- _THE PROBLEM_: Retype the records below line for line, changing nothing.

Stored data entries
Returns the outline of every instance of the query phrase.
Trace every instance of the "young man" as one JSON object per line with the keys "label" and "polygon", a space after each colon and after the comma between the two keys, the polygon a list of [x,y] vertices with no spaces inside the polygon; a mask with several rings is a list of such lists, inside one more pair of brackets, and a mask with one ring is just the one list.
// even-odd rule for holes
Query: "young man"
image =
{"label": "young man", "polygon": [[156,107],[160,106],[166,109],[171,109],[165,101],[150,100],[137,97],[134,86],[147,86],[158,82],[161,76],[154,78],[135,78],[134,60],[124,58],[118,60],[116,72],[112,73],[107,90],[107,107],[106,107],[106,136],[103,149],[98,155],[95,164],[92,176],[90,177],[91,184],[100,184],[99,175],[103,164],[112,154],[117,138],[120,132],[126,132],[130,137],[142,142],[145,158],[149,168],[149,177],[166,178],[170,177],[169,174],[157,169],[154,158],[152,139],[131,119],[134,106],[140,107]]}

- _THE RESPONSE_:
Returns the outline of every instance of the query phrase.
Trace every instance of the "young man" as one JSON object per line with the keys "label" and "polygon", a space after each colon and after the comma between the two keys, the polygon a list of [x,y] vertices with no spaces inside the polygon; a mask with several rings is a list of such lists, inside one more pair of brackets, and a mask with one ring is just the one list.
// even-odd rule for holes
Query: "young man"
image =
{"label": "young man", "polygon": [[156,107],[160,106],[166,109],[171,109],[165,101],[150,100],[137,97],[134,86],[147,86],[158,82],[161,76],[154,78],[135,78],[134,60],[124,58],[118,60],[116,72],[112,73],[107,90],[107,107],[106,107],[106,136],[103,149],[98,155],[95,164],[92,176],[90,177],[91,184],[100,184],[99,175],[103,164],[112,154],[117,138],[120,132],[126,132],[130,137],[142,142],[145,158],[149,168],[149,177],[166,178],[170,177],[169,174],[157,169],[154,158],[152,139],[131,119],[134,106],[140,107]]}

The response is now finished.